*WORK TASK*
Go through the material and set down every line without alteration.

*THE RECORDS*
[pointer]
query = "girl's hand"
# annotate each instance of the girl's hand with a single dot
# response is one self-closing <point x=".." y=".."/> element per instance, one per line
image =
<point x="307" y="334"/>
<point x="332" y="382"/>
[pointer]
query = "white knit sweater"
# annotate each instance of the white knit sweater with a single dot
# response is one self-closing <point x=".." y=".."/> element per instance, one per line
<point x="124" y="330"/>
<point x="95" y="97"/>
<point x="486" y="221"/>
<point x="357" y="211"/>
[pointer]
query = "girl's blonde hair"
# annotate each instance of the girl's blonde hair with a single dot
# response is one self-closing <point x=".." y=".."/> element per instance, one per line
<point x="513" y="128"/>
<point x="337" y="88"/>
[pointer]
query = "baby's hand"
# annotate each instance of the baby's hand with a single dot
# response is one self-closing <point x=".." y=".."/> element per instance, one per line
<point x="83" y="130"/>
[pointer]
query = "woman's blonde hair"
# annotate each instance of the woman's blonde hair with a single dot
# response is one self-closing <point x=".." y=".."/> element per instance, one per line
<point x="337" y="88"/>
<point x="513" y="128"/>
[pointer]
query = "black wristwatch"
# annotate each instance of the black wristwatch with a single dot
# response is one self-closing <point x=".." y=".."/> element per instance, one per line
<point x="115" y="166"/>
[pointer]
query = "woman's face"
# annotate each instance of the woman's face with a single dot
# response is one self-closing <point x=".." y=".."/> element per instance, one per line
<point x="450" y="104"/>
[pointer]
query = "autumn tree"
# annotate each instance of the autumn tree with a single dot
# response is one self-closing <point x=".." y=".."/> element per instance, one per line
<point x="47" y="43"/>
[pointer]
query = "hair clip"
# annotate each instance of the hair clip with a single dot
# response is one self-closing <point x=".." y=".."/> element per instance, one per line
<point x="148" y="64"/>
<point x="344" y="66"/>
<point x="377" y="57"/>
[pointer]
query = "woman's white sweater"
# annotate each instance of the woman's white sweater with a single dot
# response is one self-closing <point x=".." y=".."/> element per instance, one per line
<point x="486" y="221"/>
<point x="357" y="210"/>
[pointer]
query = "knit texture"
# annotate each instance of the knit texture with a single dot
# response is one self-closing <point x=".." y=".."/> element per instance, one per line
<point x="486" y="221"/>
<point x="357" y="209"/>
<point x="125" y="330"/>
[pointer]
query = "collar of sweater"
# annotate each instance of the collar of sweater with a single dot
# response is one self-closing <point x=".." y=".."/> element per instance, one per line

*SOLUTION TO THIS TASK*
[pointer]
query = "girl's hand"
# annotate each instance of the girl's hand with a single dot
# response is one self-closing <point x=".." y=".."/> element per instance, one per line
image =
<point x="307" y="334"/>
<point x="332" y="382"/>
[pointer]
query = "white knit sweater"
# annotate each instance of the white knit sweater with a single dot
# response is one self-closing <point x=".." y=".."/> element per instance, one per line
<point x="124" y="330"/>
<point x="95" y="97"/>
<point x="486" y="221"/>
<point x="357" y="211"/>
[pointer]
query = "girl's blonde hair"
# annotate each instance of the girl's blonde hair with a single dot
# response is one self-closing <point x=".." y=".."/> element per instance, one per line
<point x="513" y="128"/>
<point x="337" y="88"/>
[pointer]
query = "baby's hand"
# annotate each instance of the baby's hand with a single dot
# response is one self-closing <point x=".." y=".."/> element per instance, one per line
<point x="83" y="130"/>
[pointer]
query = "woman's blonde hair"
# annotate each instance of the woman's blonde hair with a single dot
# response is one self-closing <point x=".." y=".."/> element per instance, one per line
<point x="337" y="88"/>
<point x="513" y="128"/>
[pointer]
query = "black wristwatch"
# annotate each instance of the black wristwatch with a single dot
# response is one self-closing <point x=".." y=".."/> element per instance, one per line
<point x="115" y="166"/>
[pointer]
query = "woman's face"
# annotate each instance of the woman's face with a single dot
# response is one self-closing <point x=".." y=".."/> element per instance, one per line
<point x="450" y="104"/>
[pointer]
query = "autumn tree"
# annotate each instance of the autumn tree with a single dot
# response is one self-closing <point x=".." y=".."/> element per instance, one per line
<point x="47" y="43"/>
[pointer]
query = "hair clip"
# annotate each instance of the hair clip with a single dot
# response is one self-closing <point x=".." y=".."/> element per instance, one per line
<point x="148" y="64"/>
<point x="344" y="66"/>
<point x="377" y="57"/>
[pointer]
query = "woman's white sweater"
# annotate each instance of the woman's white sweater with a single dot
# response is one self-closing <point x=".." y=".."/> element per instance, one per line
<point x="486" y="221"/>
<point x="357" y="210"/>
[pointer]
query = "knit texture"
# annotate each instance of the knit texture with a single dot
# response is one self-closing <point x=".." y=".."/> element per instance, one per line
<point x="486" y="221"/>
<point x="357" y="209"/>
<point x="125" y="330"/>
[pointer]
query = "collar of sweater"
# annotate each instance of the collar of sweater with a single dot
# response is one self-closing <point x=".." y=".."/> element per instance, one per line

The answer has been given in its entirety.